* _À faire_:
Poursuivez le texte ci-dessous sur les lettres de Frédéric Ozanam, en reprenant après sa dernière phrase.

═════ Extrait

Les lettres de Frédéric Ozanam

Aujourd’hui regroupées et publiées dans une série de plusieurs volumes, les lettres de Frédéric Ozanam constituent une part importante de ses écrits. Cette correspondance fait entrer dans l’intimité du fondateur de la Société de Saint-Vincent-de-Paul et montre la profondeur de sa foi.

Histoire d’une œuvre épis­to­laire

Très tôt, les amis d’Oza­nam amis souhai­tèrent faire vivre sa mémoire en écri­vant une « vie de Frédé­ric ». Alexandre Dufieux rassem­bla des lettres des amis lyon­nais. Il était en lien avec Amélie Ozanam, son épouse, et ses beaux-frères. De même, Jean-Jacques Ampère se mit à la dispo­si­tion d’Amé­lie et rédi­gea une « notice » publiée dans le « Jour­nal des débats » du 9 au 12 octobre 1853. Avec quelques amis, il fait paraître en 1855 les Œuvres complètes, regrou­pant les écrits publics d’Oza­nam. Une paru­tion rendue possible par une sous­crip­tion, regrou­pant plus de 200 parti­ci­pants : amis d’Oza­nam, de nombreux prélats et prêtres. Lacor­daire était aussi sur les rangs. Solli­cité par Amélie et ses amis, il rédi­gea une notice qui parut en tête des Œuvres Complètes

Une partie des lettres d’Oza­nam, rassem­blées par Amélie, était, d’ores et déjà, dispo­nible. Celles-ci paraî­tront en 1865 et consti­tue­ront les Tomes X et XI des Œuvres. Une dernière édition du vivant d’Amé­lie († 1894) paraî­tra en 1891. « Cette corres­pon­dance deve­nait une source d’in­for­ma­tions ines­ti­mable pour les histo­riens. » (G. Cholvy). Elles seront aussi à l’ori­gine, en 1912, de la publi­ca­tion par Mgr Baunard, en liai­son avec Marie, la fille d’Oza­nam († 1912), de l’ou­vrage Frédé­ric Ozanam d’après sa corres­pon­dance.

« C’est en liant les lettres de Frédé­ric que vous appren­drez à bien le connaître » (Amélie Ozanam)

Aujour­d’hui, les Lettres sont regrou­pées en quatre volumes prin­ci­paux et deux supplé­ments couvrant des périodes inégales dans le temps : 1819–1840 (Lettres de jeunesse), 1841–1844 (Premières années à la Sorbonne), 1845–1849 (L’en­ga­ge­ment), 1850–1853 (Les dernières années).

══════════
═════ Données enregistrées

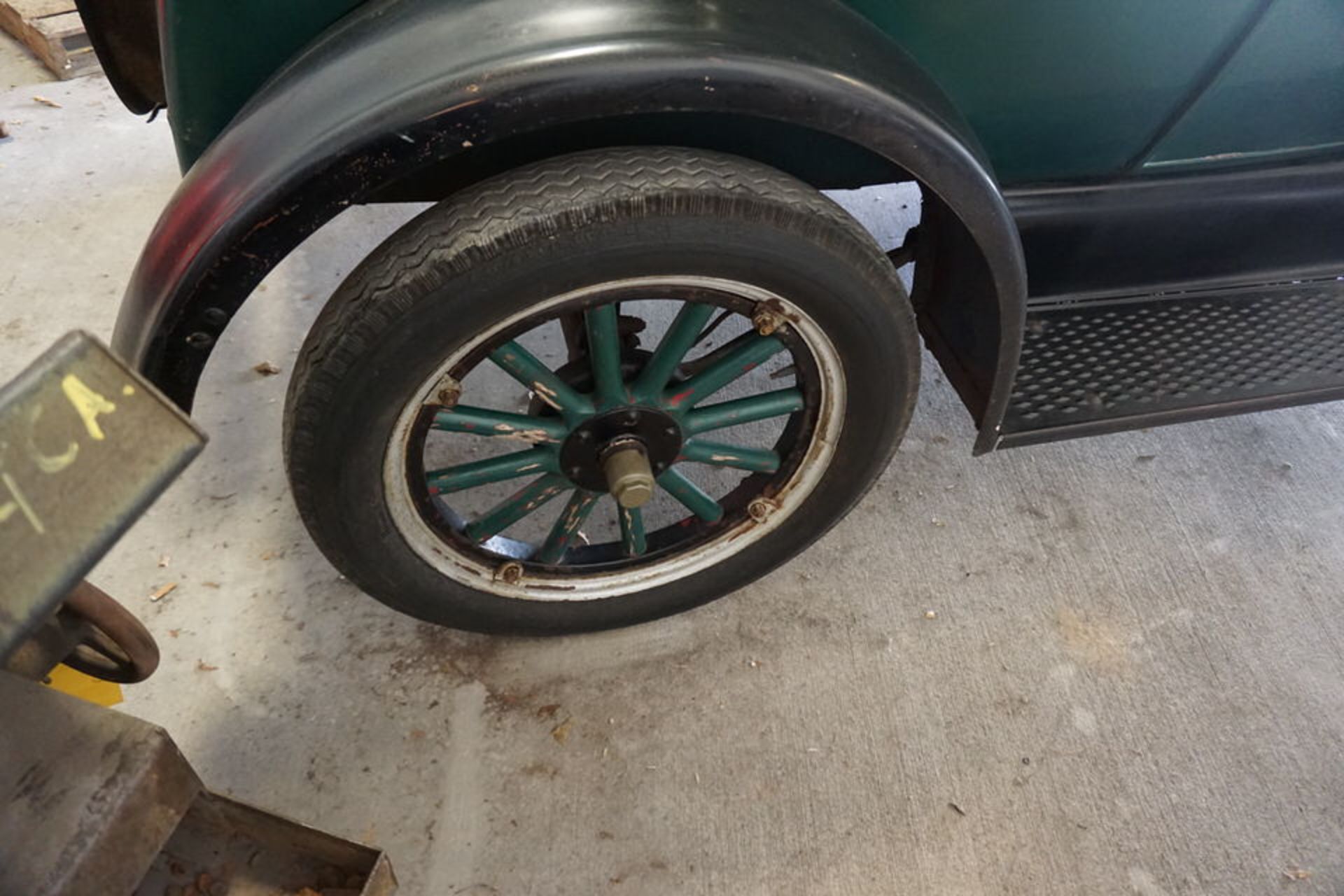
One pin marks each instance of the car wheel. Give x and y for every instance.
(598, 390)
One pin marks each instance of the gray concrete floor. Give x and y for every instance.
(1132, 682)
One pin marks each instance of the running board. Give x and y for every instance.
(1107, 365)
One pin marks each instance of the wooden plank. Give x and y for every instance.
(31, 10)
(54, 31)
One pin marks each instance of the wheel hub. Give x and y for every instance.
(608, 440)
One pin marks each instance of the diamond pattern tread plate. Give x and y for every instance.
(1109, 365)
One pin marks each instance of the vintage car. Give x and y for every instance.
(632, 358)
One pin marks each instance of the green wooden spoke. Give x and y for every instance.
(483, 421)
(691, 496)
(632, 531)
(568, 526)
(493, 469)
(682, 336)
(605, 354)
(737, 363)
(721, 454)
(527, 370)
(742, 410)
(517, 507)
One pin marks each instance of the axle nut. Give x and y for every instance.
(628, 475)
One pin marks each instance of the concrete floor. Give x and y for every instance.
(1132, 682)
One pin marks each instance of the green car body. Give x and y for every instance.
(1129, 216)
(1053, 90)
(1068, 150)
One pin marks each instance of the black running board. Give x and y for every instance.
(1107, 365)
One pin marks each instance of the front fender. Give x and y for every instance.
(400, 85)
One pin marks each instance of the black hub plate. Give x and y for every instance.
(581, 456)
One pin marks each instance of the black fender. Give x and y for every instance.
(402, 85)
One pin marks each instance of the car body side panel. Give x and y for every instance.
(1053, 90)
(1281, 96)
(217, 55)
(400, 85)
(1062, 90)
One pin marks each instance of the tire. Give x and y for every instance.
(568, 234)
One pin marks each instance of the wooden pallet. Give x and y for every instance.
(54, 31)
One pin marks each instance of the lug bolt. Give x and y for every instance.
(510, 573)
(766, 320)
(448, 391)
(760, 510)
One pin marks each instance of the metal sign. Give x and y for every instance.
(86, 445)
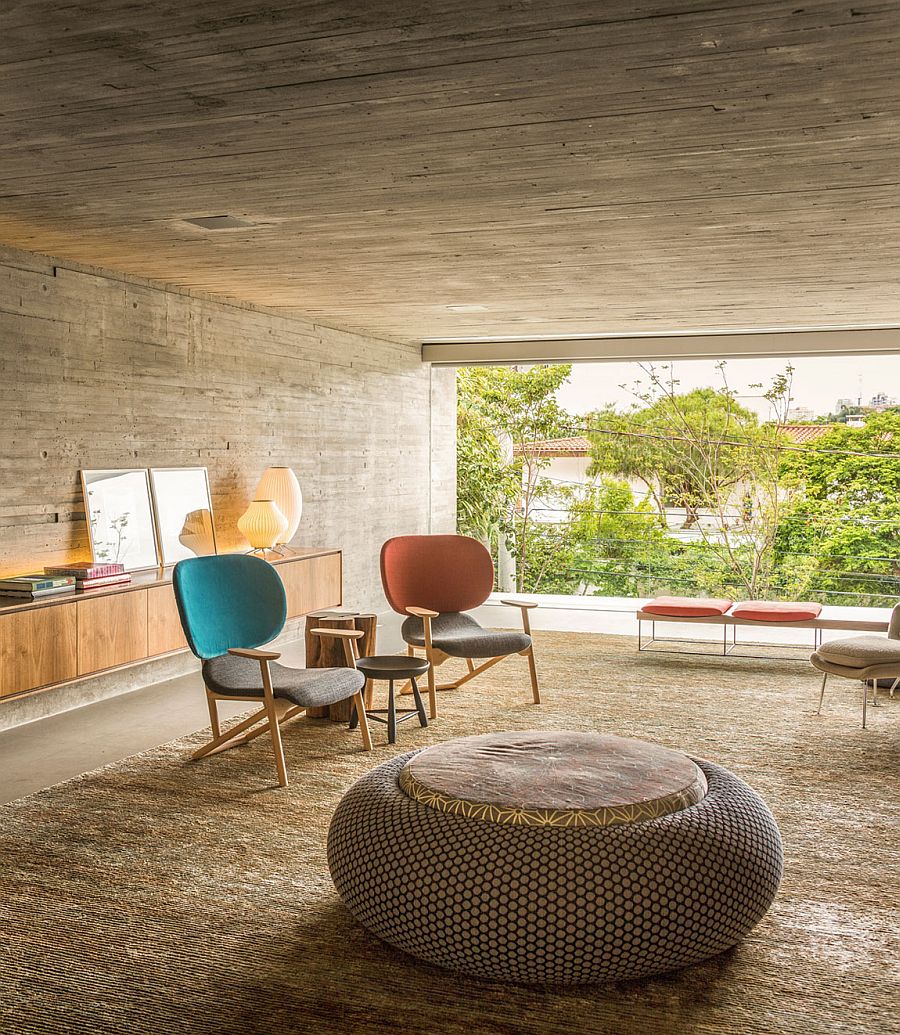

══════════

* _Résultat de l'exercice_:
Lettres d’un croyant

Le contenu des lettres est varié mais avec une constante qui est la présence de Dieu dans la vie d’Oza­nam. Il a connu le doute, proba­ble­ment en partie lié à la mort de sa sœur aînée, quand il avait sept ans : il parle de sa « desti­née éter­nelle » sur laquelle il s’in­ter­roge au début de l’ado­les­cence. Nous n’avons pas d’écrit de cette époque. Il se confiera, plus tard, ayant retrouvé la foi grâce à l’Abbé Noirot, à partir de 1829, dans ses nombreuses lettres à son ami Materne. Certaines sont de véri­tables examens de conscience.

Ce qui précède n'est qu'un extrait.